Entries taken from a collection:
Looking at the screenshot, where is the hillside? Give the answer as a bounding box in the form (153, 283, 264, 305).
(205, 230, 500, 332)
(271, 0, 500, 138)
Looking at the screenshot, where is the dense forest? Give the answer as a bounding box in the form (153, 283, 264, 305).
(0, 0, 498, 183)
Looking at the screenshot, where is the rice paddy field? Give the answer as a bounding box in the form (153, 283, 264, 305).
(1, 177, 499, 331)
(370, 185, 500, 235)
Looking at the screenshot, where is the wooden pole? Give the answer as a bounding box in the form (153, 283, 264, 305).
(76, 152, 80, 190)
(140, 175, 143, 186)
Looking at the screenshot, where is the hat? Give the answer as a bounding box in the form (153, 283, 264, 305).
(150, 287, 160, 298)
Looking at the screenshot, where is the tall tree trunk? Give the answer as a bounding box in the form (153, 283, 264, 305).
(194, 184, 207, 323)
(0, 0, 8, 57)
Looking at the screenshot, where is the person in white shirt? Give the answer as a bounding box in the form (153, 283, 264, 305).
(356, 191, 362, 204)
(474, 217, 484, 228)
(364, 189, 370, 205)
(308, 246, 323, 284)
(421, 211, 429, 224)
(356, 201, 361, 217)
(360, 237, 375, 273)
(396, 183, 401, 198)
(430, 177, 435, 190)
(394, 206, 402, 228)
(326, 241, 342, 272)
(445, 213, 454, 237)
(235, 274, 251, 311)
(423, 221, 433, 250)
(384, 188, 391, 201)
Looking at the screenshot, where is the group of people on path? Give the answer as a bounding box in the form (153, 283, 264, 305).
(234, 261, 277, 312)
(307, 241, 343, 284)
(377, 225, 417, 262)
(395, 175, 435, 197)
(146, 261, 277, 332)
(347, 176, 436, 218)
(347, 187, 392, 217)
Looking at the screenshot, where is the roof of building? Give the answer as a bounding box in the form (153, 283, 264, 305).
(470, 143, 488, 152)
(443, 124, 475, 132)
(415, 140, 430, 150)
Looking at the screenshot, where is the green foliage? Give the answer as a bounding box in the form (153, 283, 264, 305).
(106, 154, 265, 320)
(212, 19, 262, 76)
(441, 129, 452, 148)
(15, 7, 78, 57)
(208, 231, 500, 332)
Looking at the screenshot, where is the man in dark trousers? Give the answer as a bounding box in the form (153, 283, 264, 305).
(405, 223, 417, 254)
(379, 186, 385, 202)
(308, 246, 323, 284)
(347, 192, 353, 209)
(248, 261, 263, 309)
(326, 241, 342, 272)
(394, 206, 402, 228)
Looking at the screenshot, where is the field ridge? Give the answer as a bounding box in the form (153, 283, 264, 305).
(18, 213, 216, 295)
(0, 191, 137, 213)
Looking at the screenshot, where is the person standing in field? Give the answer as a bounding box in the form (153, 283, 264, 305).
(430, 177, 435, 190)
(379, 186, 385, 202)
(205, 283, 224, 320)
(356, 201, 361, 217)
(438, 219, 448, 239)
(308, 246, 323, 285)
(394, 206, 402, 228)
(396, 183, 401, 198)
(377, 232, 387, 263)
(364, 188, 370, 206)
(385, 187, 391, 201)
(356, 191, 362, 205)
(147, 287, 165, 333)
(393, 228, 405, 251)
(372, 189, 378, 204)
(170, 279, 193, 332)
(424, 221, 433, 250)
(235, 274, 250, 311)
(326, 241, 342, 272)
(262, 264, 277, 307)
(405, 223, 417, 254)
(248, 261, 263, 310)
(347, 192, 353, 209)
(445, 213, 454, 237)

- _Exercise_:
Every entry must be duplicated exactly as it was written.

- _Expected answer_:
Looking at the screenshot, where is the hillside? Give the answer as a bounding box in the form (153, 283, 264, 305).
(205, 230, 500, 332)
(271, 0, 500, 138)
Looking at the screenshot, where is the dense forest? Give the answer as a bounding box in the form (153, 283, 264, 305).
(0, 0, 498, 183)
Looking at the screenshot, where is the rice paddy field? Give the answer as a bounding box in the form (153, 283, 264, 305).
(1, 177, 499, 331)
(370, 185, 500, 235)
Looking at the screenshot, where is the wooden pole? Give the answer as a bounding box in the form (153, 283, 264, 305).
(76, 152, 80, 190)
(140, 175, 143, 186)
Looking at the screenshot, where is the hat? Give the answer as a bounding box in the form (153, 283, 264, 305).
(150, 287, 160, 298)
Looking at the screenshot, where is the tall tree trunk? Give the answer as a bounding box in the form (153, 283, 264, 305).
(194, 184, 207, 323)
(0, 0, 8, 57)
Looking at the screenshot, where is the person in white shirt? Give the answer as a bounding box in the form (153, 283, 264, 305).
(356, 191, 362, 204)
(474, 217, 484, 228)
(364, 189, 370, 205)
(308, 246, 323, 284)
(421, 211, 429, 224)
(356, 201, 361, 217)
(360, 237, 375, 273)
(396, 183, 401, 198)
(430, 177, 435, 190)
(394, 206, 402, 228)
(326, 241, 342, 272)
(445, 213, 454, 237)
(235, 274, 251, 311)
(423, 221, 433, 250)
(384, 188, 391, 201)
Looking at the screenshot, where is the group of people on path? Give the answer as a bounding box in the form (153, 283, 264, 305).
(234, 261, 277, 312)
(307, 241, 343, 284)
(377, 225, 417, 262)
(395, 175, 435, 197)
(146, 261, 277, 332)
(347, 176, 436, 218)
(347, 187, 392, 217)
Looking at the screenshot, where is the roof of building? Give the answer as a bounding box in the form (153, 283, 264, 305).
(470, 143, 488, 152)
(443, 124, 475, 132)
(415, 140, 430, 150)
Looking at the screenshot, where is the green foliage? Give the answer as a bounding box in the form (153, 283, 264, 305).
(106, 154, 265, 320)
(212, 19, 262, 76)
(441, 129, 452, 148)
(15, 7, 78, 57)
(208, 231, 500, 332)
Looking at the screenshot, where is the man in dark trousers? Give the answer as a bounding box in the form (153, 283, 264, 305).
(405, 223, 417, 254)
(379, 186, 385, 202)
(308, 246, 323, 284)
(347, 192, 353, 209)
(248, 261, 263, 309)
(326, 241, 342, 272)
(394, 206, 402, 228)
Looking at the screenshot, where is the field ridge? Give the answer as a bounding box in the form (153, 283, 264, 305).
(18, 213, 216, 295)
(0, 191, 137, 213)
Looking at the screenshot, where is the person standing in field? Give the answer as a bounding box in the form (153, 283, 264, 305).
(430, 177, 435, 190)
(379, 186, 385, 202)
(205, 283, 224, 320)
(356, 201, 361, 217)
(438, 219, 448, 239)
(308, 246, 323, 285)
(394, 206, 402, 228)
(396, 183, 401, 198)
(377, 232, 387, 263)
(364, 188, 370, 206)
(385, 187, 391, 201)
(356, 191, 362, 205)
(147, 287, 165, 333)
(393, 228, 405, 251)
(372, 189, 378, 204)
(170, 279, 193, 332)
(424, 221, 433, 250)
(235, 274, 250, 311)
(326, 241, 342, 272)
(262, 264, 277, 307)
(405, 223, 417, 254)
(248, 261, 263, 310)
(347, 192, 353, 209)
(445, 213, 454, 237)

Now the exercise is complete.